-- start of TEXT --

El Chocolate, “Entrañas de mi cuerpo”
These days, releasing music albums with specific titles seems completely normal.
These days, releasing music albums with specific titles seems completely normal. However, this wasn’t always the norm: discography experts used to refer to any given album by its record label and catalog number. A good example of this is the LP in today’s article, which has no title and was released by the Belter record label with the catalogue number 22.284, so it’s would be known as Belter (22.284). However, to avoid technicalities, aficionados often refer to such albums by the name of its first track, and that’s what I’ve done here.
“Entrañas de mi cuerpo” is the first LP of Antonio Núñez Montoya El Chocolate (b. Jerez de la Frontera, 1930 – d. Seville, 2005). Previously, Antonio had recorded a series of wonderful EPs, the first one in 1963, accompanied by the guitars of Paco Aguilera and Félix de Utrera, another six EPs accompanied by Melchor de Marchena in the years 1964 and 1965, and six more EPs accompanied by Niño Ricardo in the years 1966 y 1967, definitely recommended. Thus, we get to 1968, when Chocolate brings us another sublime record, the album we’re featuring in this article. In this occasion, the cantaor performed with the guitars of Manolo de Brenes and Antonio de Sanlúcar, which perfectly wrap Antonio’s deep cante throughout ten tracks.
On the album’s back cover, there is a short text written by the late flamenco critic Miguel Acal:
“Defining Antonio Núñez Montoya ‘Chocolate’ is very difficult. In our opinion (shared by a multitude of aficionados), Chocolate is the best example of the ‘duende cantaor’. Chocolate’s cante may no be precise, measured to the millionth part, but his cante reveals a man devoted to an art. Chocolate doesn’t sing with his throat, he sings with his heart, with his eyes, with his hands… His whole being sings, not just his voice. Gypsy to the bone, he mixes in his soul the grace of having been born in Jerez and the duende of having grown up in Seville’s Alameda de Hércules during cante’s golden age. Chocolate has come from afar, and he’ll go far. He passed by, with anguish, touching us with a sorrowful duende or a joyful angel. The depth of Antonio Núñez ‘s sorrow is perhaps the expression of Gypsy sorrow, suppressed for many years. Yet, the intensity of his singing’s joy, his angel, can erase the pain of betrayal. Chocolate spills out sugar. The mystery of cante’s duende takes hold of his soul, shaking it. This is perhaps the most perfect definition of Antonio Núñez. Genius: that’s what Chocolate is”.
It’s not a bad description of Chocolate, although we shall recall what this cantaor said many years later: “Duende doesn’t just show up. It must be sought.”
This album has a double ration of seguiriyas: “Entrañas de mi cuerpo” and “Por aquella ventana”, accompanied by the guitars of Manolo de Brenes and Antonio de Sanlúcar, respectively. In my opinion, Chocolate is one of the best performers of seguiriyas of the last sixty years, with his voice so full of energy, so flamenca and with such perfect vocalization. Like we say in flamenco, a “monster” (as in “all -powerful giant”), without a doubt. Chocolate avoids the excessively long notes which other artists use to perform the so-called cantes grandes. He has no room for monotony, and his cantes are startling, unsettling the listener at every verse.

-- end of TEXT --
-- start of LISTING --

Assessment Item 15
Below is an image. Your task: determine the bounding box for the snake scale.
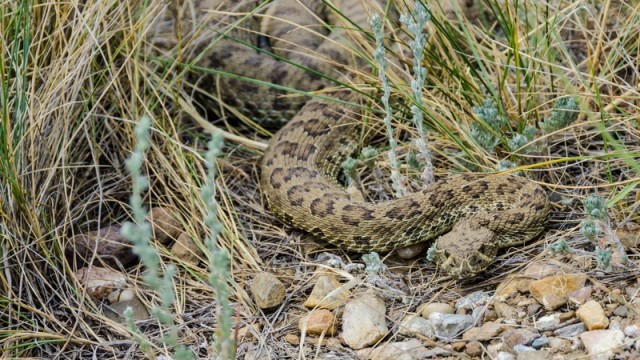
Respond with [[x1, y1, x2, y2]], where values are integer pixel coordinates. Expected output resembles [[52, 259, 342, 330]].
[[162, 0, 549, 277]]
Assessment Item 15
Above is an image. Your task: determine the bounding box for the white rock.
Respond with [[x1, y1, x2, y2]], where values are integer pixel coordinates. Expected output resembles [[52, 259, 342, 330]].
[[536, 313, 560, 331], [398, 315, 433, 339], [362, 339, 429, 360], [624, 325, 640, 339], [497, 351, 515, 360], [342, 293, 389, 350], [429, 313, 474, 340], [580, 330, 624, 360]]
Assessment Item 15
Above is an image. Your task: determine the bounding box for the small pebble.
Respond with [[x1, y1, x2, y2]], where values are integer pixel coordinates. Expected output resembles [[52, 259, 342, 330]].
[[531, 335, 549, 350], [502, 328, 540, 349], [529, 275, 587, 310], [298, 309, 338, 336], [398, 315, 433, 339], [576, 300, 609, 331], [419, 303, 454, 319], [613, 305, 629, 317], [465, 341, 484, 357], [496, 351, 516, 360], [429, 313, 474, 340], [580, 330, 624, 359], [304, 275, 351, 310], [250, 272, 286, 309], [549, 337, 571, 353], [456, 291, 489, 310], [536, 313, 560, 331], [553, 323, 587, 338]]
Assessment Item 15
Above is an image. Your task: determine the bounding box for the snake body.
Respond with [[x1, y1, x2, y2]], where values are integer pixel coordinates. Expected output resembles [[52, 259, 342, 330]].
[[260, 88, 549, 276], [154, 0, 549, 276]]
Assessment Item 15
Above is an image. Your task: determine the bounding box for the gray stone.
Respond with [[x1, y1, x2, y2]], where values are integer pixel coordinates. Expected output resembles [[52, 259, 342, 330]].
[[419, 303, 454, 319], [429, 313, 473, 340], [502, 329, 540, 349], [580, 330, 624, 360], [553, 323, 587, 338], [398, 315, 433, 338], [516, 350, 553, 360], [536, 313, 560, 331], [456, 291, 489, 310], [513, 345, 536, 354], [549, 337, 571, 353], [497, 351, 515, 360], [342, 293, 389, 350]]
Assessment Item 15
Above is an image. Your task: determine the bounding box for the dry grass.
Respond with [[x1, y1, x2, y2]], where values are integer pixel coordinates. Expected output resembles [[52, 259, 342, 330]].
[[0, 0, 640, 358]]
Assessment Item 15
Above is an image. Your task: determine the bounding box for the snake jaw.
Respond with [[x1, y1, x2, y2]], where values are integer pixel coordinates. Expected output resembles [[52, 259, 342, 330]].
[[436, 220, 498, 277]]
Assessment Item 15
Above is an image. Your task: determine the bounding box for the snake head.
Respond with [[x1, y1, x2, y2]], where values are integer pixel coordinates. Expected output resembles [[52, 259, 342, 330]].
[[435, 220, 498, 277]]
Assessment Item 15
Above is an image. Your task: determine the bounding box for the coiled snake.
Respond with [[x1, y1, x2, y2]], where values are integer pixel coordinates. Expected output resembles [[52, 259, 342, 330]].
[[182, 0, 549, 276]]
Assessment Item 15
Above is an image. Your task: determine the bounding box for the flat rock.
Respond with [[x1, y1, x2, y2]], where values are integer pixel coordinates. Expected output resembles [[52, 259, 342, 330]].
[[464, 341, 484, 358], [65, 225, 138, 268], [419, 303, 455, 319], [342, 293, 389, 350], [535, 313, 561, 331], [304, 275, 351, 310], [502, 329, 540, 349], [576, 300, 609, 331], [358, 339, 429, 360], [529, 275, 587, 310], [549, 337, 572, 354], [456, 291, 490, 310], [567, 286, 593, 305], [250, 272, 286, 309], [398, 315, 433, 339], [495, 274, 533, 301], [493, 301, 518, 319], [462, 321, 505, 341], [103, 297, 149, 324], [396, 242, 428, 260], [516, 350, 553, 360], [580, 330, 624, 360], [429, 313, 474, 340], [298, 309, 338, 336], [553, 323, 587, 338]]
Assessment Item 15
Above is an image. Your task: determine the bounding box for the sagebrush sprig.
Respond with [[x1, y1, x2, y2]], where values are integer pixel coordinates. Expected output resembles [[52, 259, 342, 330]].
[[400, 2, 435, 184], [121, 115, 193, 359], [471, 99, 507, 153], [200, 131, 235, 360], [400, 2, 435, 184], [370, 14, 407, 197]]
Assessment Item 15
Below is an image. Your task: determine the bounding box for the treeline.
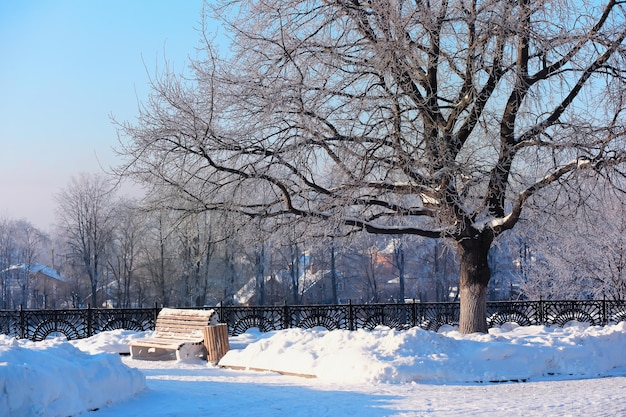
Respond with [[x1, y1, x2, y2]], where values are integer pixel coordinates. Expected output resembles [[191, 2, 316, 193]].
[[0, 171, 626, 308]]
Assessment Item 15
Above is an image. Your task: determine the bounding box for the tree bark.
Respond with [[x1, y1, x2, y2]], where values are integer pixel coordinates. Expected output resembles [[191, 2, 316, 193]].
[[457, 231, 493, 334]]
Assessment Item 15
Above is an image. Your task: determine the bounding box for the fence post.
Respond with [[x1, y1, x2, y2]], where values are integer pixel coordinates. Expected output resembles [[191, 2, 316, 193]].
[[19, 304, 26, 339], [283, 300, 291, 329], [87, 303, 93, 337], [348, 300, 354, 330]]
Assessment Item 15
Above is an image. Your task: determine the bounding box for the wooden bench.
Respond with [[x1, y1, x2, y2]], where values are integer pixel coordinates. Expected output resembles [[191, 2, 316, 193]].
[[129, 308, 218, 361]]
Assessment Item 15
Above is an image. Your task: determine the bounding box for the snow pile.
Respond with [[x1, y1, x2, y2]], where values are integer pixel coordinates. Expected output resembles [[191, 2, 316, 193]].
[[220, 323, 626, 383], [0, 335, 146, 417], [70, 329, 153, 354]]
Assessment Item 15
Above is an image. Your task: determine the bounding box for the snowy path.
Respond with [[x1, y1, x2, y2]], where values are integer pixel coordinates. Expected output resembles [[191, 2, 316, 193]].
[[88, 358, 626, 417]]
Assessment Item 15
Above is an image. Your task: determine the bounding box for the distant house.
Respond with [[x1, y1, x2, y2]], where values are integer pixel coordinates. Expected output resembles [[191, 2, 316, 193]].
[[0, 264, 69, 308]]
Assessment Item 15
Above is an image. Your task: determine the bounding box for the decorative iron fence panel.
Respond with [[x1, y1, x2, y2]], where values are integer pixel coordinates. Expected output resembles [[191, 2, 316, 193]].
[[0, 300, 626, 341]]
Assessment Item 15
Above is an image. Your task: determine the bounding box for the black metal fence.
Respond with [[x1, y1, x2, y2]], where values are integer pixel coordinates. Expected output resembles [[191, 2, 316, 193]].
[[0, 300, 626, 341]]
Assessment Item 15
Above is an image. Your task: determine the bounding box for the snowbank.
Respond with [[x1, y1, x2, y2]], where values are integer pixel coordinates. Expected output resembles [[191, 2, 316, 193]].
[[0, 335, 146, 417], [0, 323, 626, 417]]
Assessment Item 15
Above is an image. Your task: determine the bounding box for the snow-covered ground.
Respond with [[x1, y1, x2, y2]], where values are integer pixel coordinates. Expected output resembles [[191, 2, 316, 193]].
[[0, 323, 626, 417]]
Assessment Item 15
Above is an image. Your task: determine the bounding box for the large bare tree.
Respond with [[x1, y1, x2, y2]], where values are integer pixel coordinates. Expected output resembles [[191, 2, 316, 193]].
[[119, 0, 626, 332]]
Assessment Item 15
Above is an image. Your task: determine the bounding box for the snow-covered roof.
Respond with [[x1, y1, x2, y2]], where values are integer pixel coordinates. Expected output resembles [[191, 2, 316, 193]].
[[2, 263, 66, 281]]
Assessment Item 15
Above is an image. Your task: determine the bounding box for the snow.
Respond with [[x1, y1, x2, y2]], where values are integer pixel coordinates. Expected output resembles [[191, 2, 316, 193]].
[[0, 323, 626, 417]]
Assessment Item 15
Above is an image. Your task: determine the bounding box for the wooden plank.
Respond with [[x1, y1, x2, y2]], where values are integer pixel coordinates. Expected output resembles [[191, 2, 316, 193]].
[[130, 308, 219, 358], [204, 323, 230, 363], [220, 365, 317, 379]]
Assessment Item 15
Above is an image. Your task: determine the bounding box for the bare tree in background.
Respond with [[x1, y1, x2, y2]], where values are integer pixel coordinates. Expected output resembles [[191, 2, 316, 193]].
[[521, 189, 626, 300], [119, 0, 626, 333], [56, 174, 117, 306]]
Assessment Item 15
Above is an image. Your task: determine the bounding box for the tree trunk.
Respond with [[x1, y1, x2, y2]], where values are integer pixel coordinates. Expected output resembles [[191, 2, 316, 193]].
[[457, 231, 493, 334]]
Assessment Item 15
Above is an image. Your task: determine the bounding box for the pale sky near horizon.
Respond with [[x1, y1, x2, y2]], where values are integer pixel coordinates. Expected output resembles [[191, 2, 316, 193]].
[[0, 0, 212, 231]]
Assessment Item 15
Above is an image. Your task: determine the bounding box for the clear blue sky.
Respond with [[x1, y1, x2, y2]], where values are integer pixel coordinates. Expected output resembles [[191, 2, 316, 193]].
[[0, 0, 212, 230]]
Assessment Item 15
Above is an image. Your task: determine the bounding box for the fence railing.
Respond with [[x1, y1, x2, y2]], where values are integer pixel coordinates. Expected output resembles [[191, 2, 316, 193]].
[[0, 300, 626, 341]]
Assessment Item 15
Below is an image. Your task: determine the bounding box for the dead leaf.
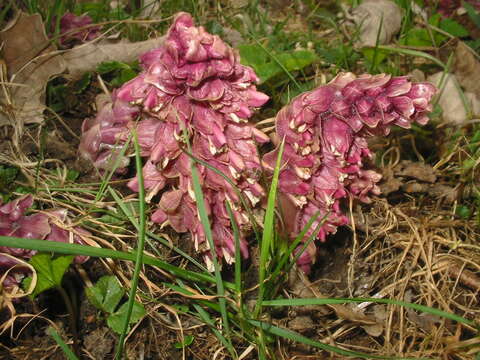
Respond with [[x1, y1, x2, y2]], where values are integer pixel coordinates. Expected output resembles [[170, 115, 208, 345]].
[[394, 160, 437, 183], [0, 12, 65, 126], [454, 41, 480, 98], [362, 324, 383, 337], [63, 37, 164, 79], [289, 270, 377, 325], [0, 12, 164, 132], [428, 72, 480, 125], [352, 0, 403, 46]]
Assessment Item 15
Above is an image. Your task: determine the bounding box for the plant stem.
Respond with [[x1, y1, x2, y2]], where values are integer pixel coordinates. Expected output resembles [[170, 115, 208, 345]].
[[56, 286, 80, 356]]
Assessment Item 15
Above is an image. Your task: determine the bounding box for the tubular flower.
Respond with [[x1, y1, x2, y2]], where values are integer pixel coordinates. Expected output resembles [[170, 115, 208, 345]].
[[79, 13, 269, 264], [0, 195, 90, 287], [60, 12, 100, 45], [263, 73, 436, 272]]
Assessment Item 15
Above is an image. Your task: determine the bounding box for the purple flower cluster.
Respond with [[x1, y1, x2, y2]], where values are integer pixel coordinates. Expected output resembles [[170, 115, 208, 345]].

-- end of LISTING --

• REQUESTS:
1. In the El Chocolate album article, which record label released the LP, and under what catalog number?
2. Name every guitarist that the El Chocolate album article says accompanied him on record.
3. Pick up the El Chocolate album article after its final sentence and carry it forward.

• RESPONSES IN ORDER:
1. Belter, catalog number 22.284.

2. Paco Aguilera, Félix de Utrera, Melchor de Marchena, Niño Ricardo, Manolo de Brenes, Antonio de Sanlúcar

3.
The same can be said about Chocolate por soleares. His way of linking the verses “a lo Tomás” is truly exceptional. Chocolate always stated categorically the Pavón siblings were the artists who influenced him the most, particularly Tomás, something which stands out when we listen to the soleares in this LP which, by the way, are also a “double ration”: “A la mare de mi alma” and “Lo que yo siento de veras”, both accompanied by the guitar of Manolo de Brenes.
Attempting to dissect the different styles in flamenco is like going into a lion’s den. We may find similitudes among cantaores who recorded their cantes, but attempting to go beyond this may cause us to fall into an endless abyss, because the numerous labels applied to cantes turn the flamenco landscape into dreadful gibberish: was the seguiriya of Manuel Torres a version of the seguiriya of Manuel Molina or Francisco la Perla? Was Frasquito’s fandango a verdial de Vélez, popularized by Juan Breva? Was the soleá of Juanichi El Manijero in fact created by Frijones…? It’s all a non-ending labyrinth of names. There are styles which are so similar that it’s hard to believe that they were created by so many different people. That reminds me of the words that my friend Gregorio Valderrama uttered one day, during a good flamenco discussion: “Those attributions bite me like wasps!”. Not quite, he forgot to add spiders, centipedes, scorpions and all sort of poisonous critters.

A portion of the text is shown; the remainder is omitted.